*Instructions*.
- A) In the case report about the Strychnos nux vomica bark decoction, render this sentence into Spanish: "The convulsions were precipitated by any form of physical contact."
- B) Write the next part of the case report about the Strychnos nux vomica bark decoction, starting right after its last sentence.

*Selected passage*.

_____

A 29-year-old male presented to the Emergency Department with convulsions after consumption of a decoction made from the bark of the Strychnos nux vomica tree confusing it for Alstonia scholaris. He drank the preparation along with four other members of the family as a part of a religious ritual. He had been following this religious ritual yearly (on the new moon day in the month of July) for the past 10 years. For the past 10 years his father used to get the bark of the tree from the forest before sunrise and prepare the decoction. As his father had passed away recently some other family member had prepared the decoction instead.
One hour after drinking the herbal preparation he vomited and subsequently developed an episode of generalised tonic clonic seizure. He also had a series of convulsions while being transported from his home to the hospital. The patient was alert between convulsions. The convulsions were precipitated by any form of physical contact. Other members of the family had mild muscular spasms and nausea.

_____

*Supplied data*.

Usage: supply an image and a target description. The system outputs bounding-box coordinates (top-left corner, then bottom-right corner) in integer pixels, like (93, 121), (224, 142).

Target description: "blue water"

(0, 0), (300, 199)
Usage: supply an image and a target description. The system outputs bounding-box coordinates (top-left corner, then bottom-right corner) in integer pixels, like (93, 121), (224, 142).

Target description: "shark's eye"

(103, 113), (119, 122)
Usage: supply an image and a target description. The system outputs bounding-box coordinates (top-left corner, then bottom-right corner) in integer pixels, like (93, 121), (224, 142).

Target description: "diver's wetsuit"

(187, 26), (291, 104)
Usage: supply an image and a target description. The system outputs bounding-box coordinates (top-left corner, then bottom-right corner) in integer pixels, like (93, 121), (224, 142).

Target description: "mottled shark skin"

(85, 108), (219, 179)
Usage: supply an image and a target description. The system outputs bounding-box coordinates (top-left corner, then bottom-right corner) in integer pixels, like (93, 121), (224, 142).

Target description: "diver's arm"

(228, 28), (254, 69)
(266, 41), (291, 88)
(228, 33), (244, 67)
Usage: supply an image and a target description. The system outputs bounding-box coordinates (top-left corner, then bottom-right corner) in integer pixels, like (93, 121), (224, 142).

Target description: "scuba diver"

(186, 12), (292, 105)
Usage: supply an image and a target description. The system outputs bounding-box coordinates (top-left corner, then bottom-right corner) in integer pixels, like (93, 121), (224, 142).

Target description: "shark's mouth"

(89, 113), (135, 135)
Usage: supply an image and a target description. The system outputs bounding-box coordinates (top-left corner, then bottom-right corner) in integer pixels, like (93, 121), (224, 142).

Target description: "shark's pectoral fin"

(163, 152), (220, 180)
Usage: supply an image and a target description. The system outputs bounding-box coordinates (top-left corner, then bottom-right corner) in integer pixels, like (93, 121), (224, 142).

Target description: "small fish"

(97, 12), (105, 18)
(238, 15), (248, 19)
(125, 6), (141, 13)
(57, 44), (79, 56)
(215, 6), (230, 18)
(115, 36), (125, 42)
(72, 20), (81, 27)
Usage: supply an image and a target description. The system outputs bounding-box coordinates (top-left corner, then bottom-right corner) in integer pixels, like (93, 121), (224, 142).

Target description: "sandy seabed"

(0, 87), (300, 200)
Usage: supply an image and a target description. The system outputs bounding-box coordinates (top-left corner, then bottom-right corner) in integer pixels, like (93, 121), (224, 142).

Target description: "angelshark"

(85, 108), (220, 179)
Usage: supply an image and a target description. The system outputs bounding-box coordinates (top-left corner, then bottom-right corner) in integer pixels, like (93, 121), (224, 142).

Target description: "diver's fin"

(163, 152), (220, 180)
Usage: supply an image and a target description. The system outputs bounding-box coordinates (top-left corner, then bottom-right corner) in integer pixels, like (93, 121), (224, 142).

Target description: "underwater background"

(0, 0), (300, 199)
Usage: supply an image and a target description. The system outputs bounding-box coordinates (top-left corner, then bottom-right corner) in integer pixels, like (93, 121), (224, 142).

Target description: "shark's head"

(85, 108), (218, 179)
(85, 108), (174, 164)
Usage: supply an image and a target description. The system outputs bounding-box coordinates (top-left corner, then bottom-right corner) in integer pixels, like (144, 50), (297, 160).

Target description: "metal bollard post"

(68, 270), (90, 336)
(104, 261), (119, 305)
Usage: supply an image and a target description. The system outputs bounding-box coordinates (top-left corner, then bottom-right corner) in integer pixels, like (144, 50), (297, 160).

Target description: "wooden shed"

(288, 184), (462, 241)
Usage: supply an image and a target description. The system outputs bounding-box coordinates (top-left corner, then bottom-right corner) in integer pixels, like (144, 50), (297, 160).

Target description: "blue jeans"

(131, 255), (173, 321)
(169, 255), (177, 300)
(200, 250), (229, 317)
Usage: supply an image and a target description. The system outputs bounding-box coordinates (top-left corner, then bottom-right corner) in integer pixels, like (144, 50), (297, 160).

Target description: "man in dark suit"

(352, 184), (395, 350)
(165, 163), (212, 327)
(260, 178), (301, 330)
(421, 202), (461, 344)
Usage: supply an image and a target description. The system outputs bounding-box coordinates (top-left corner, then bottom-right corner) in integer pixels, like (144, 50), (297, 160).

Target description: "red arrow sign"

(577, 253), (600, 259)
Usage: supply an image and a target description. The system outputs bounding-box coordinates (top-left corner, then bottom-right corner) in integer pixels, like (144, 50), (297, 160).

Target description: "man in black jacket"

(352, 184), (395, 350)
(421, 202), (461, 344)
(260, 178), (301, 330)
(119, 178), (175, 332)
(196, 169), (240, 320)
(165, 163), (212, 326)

_____

*Response list*.
- A) Las convulsiones se desencadenaban con cualquier forma de contacto físico.

- B)
On arrival at the Emergency Department the patient developed cardio-pulmonary arrest. Cardio-pulmonary resuscitation was initiated which was successful. A stomach washout was performed and the patient was intubated and ventilated. Anticonvulsant medications were initiated to prevent any further convulsions.
Initial investigations performed revealed renal failure (urea: 46mg/dl, creatinine: 1.8mg/dl) and an elevated creatine phosphokinase: 1005U/L. The arterial blood gas showed presence of metabolic acidosis.
Despite all efforts to stabilise the patient, he developed another episode of cardiac arrest shortly after admission, and died.
Subsequent to the patient’s death, results from the high performance thin layer chromatographic (HPTLC) method of analysis of the deceased’s viscera showed the presence of brucine in the liver and kidney. Quantification of brucine levels was not available.